### Input data:
========

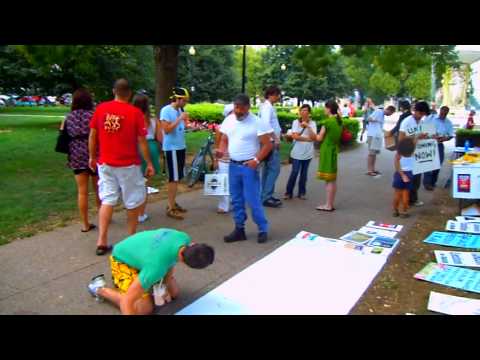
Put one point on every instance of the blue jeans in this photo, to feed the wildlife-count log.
(271, 170)
(245, 187)
(431, 177)
(298, 166)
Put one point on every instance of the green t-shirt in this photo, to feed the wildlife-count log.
(153, 253)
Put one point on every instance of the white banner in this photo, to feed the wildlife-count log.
(216, 185)
(427, 157)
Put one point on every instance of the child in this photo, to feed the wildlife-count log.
(402, 179)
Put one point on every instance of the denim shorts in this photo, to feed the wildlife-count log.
(399, 184)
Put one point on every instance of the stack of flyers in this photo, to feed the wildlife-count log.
(379, 225)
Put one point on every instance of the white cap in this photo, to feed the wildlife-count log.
(227, 110)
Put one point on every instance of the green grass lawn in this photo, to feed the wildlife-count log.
(37, 189)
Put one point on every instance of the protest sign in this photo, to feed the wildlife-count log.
(451, 276)
(465, 227)
(427, 157)
(216, 185)
(466, 241)
(458, 258)
(453, 305)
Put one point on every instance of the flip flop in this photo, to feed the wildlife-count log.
(91, 227)
(327, 210)
(102, 250)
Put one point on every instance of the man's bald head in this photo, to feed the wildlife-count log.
(122, 90)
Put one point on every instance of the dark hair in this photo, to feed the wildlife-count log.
(82, 100)
(198, 256)
(143, 103)
(406, 147)
(333, 107)
(122, 88)
(242, 99)
(272, 90)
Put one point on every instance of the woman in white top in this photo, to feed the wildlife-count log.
(154, 133)
(304, 131)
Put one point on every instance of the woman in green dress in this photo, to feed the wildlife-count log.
(329, 138)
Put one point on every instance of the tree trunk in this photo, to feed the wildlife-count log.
(166, 62)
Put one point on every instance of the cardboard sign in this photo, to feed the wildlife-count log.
(458, 258)
(451, 276)
(453, 305)
(466, 241)
(216, 185)
(427, 157)
(465, 227)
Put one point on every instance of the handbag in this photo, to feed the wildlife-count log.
(290, 160)
(63, 140)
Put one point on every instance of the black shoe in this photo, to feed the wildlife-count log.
(262, 238)
(271, 203)
(236, 235)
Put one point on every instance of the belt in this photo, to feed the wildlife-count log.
(239, 162)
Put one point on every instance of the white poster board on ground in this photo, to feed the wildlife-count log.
(427, 157)
(216, 185)
(458, 258)
(323, 276)
(453, 305)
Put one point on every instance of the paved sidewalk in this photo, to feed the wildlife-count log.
(48, 273)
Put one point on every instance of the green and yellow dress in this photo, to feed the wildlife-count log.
(329, 148)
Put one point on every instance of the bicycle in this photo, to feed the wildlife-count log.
(199, 166)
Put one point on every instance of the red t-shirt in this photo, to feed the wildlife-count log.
(118, 126)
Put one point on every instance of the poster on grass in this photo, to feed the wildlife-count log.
(460, 240)
(427, 157)
(458, 258)
(451, 276)
(463, 226)
(453, 305)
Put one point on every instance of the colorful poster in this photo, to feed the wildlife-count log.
(453, 305)
(466, 227)
(379, 225)
(451, 276)
(457, 258)
(427, 157)
(466, 241)
(377, 232)
(356, 237)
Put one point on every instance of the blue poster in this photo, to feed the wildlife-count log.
(451, 276)
(460, 240)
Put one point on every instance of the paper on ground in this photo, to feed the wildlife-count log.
(457, 258)
(459, 240)
(466, 227)
(451, 276)
(323, 276)
(379, 225)
(453, 305)
(377, 232)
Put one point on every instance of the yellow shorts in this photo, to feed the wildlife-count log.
(123, 276)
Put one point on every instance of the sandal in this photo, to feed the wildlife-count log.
(102, 250)
(91, 227)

========

### Task goal:
Nothing but the records, restated word for word and stripped of images, belongs in the answer.

### Reply:
Put one point on every instance of the blue jeans in this photo, to feed the wildlife-count log.
(271, 170)
(245, 187)
(431, 177)
(298, 166)
Put one point on every instance of the green t-shirt in this photo, to feed the wildlife-count log.
(153, 253)
Put one point on every instance of the white banner in this photo, to feed the wildlife-count log.
(216, 185)
(427, 157)
Put one point on every instance of the child in this photo, to feed the wildlife-count log.
(402, 179)
Put one point on every instance of the denim shorts in this photo, to feed the wildlife-count log.
(399, 184)
Put one point on every instance of the stack of flyers in this photo, to feed the wildlife-count log.
(379, 225)
Put one point on every instance of the white cap in this photo, to feed the wildlife-count log.
(227, 110)
Put one point on every instance of the green grass lawn in this photo, to feed the wildlife-count log.
(37, 189)
Put one point on every instance of the protest sign in this photo, to feed the wildlife-count log.
(451, 276)
(465, 227)
(427, 157)
(216, 185)
(466, 241)
(458, 258)
(453, 305)
Put one point on every instance of the flip flop in this photo, to feed the wildlife-count log.
(91, 227)
(327, 210)
(102, 250)
Put one point on every instance of the man's bald head in this photo, to feed the wildlife-count log.
(122, 90)
Put one point on every instance of the dark hair in this photo, to feed the wildlife-count log.
(82, 100)
(198, 256)
(143, 103)
(406, 147)
(333, 107)
(122, 88)
(242, 99)
(272, 90)
Put one point on every instance of the woman in white top in this photo, to feed the wildlife-count log.
(154, 133)
(304, 131)
Put one point on every instance of the woman in green dress in this photo, to feed the wildlife-count log.
(329, 138)
Put one point on every instance of the tree trunk in this photo, to feed the wildlife-count log.
(166, 62)
Put one point on every instance of the cardboard sign in this photo, to feed the wildlife-count log.
(458, 258)
(451, 276)
(453, 305)
(466, 241)
(216, 185)
(427, 157)
(465, 227)
Put one point on every instance of the handbag in this photo, to feed the wildlife-count log.
(290, 160)
(63, 140)
Put one point on every instance of the black shoe in this photo, to feed the wildlife-count log.
(262, 238)
(271, 203)
(236, 235)
Put one point on every instance of the belt in this photo, to feed the wildlife-count log.
(239, 162)
Put one point on every instance of the white poster board on ground in this photo, to feed the wildlife-count log.
(427, 157)
(216, 185)
(458, 258)
(323, 276)
(453, 305)
Put one point on every instance of the paved sidewalk in this photo, to feed the wildlife-count log.
(48, 273)
Put one point on every instance of the green and yellow dress in this photo, to feed the wildlife-count log.
(329, 148)
Put one point on every instance of the bicycle in this photo, to feed the wildlife-count log.
(199, 166)
Put one point on every instance of the red t-shirt in this photo, to feed the wildlife-count log.
(118, 126)
Put one point on every instance of the poster on grass in this photo, to feed the wildlife-count log.
(460, 240)
(427, 157)
(458, 258)
(451, 276)
(463, 226)
(453, 305)
Put one point on every instance of the colorful poster in this photo, to feed the wildlife-count log.
(453, 305)
(466, 227)
(379, 225)
(451, 276)
(457, 258)
(427, 157)
(466, 241)
(377, 232)
(356, 237)
Put one point on every instance of the blue poster in this photo, to feed the wildlife-count log.
(451, 276)
(460, 240)
Put one point on every instance of the paper on ground in this photo, to feed the wildlife-count log.
(457, 258)
(459, 240)
(466, 227)
(451, 276)
(323, 276)
(379, 225)
(453, 305)
(377, 232)
Put one point on every instance of the yellow shorts in this photo, to feed the wildlife-count log.
(123, 276)
Put one point on every instance of the sandal in this photo, to feed the wildlife-count log.
(102, 250)
(91, 227)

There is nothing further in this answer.